What the task asks
Write out the part of the surgery recovery account from "Day 7 was pretty" to "all the tubes!", word for word.

Extract
I was reminded that I’m a survivor.
The first and second dilations weren’t too bad. I was hesitant to engage in penetration (because that’s what dilation really is…) but I did it. I tried to think of it as erotic, but it just felt strange. But it was the third dilation that something different happened. I started crying.
I was reminded that I’m a survivor.
I mourned myself, the one who was coerced into sex at the hands of an older trans woman. I mourned the death of my innocence. I mourned my shitty family growing up. I mourned my failure to succeed life as a gay boy. I mourned the years I never got to explore my sexuality. I mourned the agony that my inner romantic has endured being untouched by the warmth of romantic love.
While and after dilating, I cycled through crying, vacant stares, and trying to call for my spiritual guides but only echoing into the void. I’m pretty sure this was meant to be a trial of sorts to help me grow as a person. I was forced to grieve for the things I talk about, but not feel in my bones. But at the heart of all this was the reminder that I am loved and cared for. That a lot of people have sent me well-wishes and sincerely hope for my recovery. And I got the distinct impression that a certain spirit was embracing me when I came to this realization.
Day 7 was pretty freeing and things looked up. I talked with people about how I felt and went through the day before. We came up with a small plan to ask the nurses to let a second person in to help hold my hand and ground me while the catheter is being removed. And thankfully, the nurses listened to my request. I mentioned that I was a survivor and they were okay with it.
The catheter had one stitch that needed to be removed. Then the balloon in my bladder needed to be collapsed before the catheter could be removed. I was glad that they brought in a second staff person to help me through the procedure. I was able to endure it with minimal squirming. Once the catheter was removed, I was completely free of all the tubes!
Learning to pee with my new genitals was interesting. t was a little difficult to feel where my urethra was due to swellin. It still feels like I’m about to drip pee and that my urethra and/or clitoris (I can’t even tell the difference between them yet…) feels like it’s submerged in water. I’ve learned that my urethra is still inflamed and also needs to heal.
It’s been so freeing to have my own body back, but there are changes I need to process. The biggest one is that my genitals are different from what they once were. It’s great in so many ways. I’m a lot more comfortable with my body and my sexuality feels more aligned. But it’s still major body trauma that I need to work through. While I hated my genitals intensely, I only learned to hate it because of social pressures. (People sexualizing it in ways I don’t want, people giving it meaning that I don’t agree with). I have to learn how to live with how swollen they will be for the next few months. My crotch feels like it’s swollen to the size of a large orange. And it looks more like a gash sewn together in the semblance of genitals. On top of it, I get random shocks as my nerves re-attach themselves to each other, have to deal with phantom genitals and the pain of an inflamed urethra. But at least I can sit (in some positions for some time) and have 95% of my mobility back.
While surgery hasn’t been too painful (getting the medusa tattoo was worse) it was quite the emotional journey. I feel like I’ve grown and matured in some respects since I began preparing to leave for Montreal. It’s been a long journey, but it leads to better things for me.

Given records
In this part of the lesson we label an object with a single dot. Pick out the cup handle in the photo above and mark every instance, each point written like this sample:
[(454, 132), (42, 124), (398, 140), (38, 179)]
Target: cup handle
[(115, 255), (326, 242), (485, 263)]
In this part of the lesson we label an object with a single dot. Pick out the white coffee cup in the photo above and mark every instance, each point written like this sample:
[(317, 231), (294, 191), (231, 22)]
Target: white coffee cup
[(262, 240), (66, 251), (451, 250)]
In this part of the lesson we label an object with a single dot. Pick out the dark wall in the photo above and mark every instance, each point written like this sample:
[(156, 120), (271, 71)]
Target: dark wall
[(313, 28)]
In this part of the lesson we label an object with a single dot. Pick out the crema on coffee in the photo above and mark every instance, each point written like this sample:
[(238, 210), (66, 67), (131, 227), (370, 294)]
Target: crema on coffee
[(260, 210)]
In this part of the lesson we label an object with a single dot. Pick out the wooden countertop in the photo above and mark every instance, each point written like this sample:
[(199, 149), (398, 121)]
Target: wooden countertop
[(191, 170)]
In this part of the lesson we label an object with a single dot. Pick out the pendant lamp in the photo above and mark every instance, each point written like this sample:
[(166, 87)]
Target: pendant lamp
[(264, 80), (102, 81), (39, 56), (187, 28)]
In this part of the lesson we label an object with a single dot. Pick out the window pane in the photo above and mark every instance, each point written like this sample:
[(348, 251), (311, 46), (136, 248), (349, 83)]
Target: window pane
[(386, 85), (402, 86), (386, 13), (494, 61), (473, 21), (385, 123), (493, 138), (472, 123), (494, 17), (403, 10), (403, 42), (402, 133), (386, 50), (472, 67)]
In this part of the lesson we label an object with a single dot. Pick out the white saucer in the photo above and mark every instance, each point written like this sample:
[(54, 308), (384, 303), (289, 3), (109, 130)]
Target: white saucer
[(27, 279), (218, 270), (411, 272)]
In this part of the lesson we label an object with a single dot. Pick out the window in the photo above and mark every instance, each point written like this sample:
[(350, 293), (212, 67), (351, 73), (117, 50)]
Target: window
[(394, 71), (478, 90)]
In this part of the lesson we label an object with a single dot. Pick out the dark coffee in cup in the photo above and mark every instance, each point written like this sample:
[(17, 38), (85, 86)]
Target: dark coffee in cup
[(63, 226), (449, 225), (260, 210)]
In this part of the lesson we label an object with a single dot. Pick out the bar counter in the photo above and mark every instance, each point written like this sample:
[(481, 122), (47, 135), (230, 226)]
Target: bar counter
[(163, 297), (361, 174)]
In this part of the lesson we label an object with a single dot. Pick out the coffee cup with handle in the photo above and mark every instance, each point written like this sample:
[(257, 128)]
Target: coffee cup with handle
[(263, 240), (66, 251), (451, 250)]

Response to the task
Day 7 was pretty freeing and things looked up. I talked with people about how I felt and went through the day before. We came up with a small plan to ask the nurses to let a second person in to help hold my hand and ground me while the catheter is being removed. And thankfully, the nurses listened to my request. I mentioned that I was a survivor and they were okay with it.
The catheter had one stitch that needed to be removed. Then the balloon in my bladder needed to be collapsed before the catheter could be removed. I was glad that they brought in a second staff person to help me through the procedure. I was able to endure it with minimal squirming. Once the catheter was removed, I was completely free of all the tubes!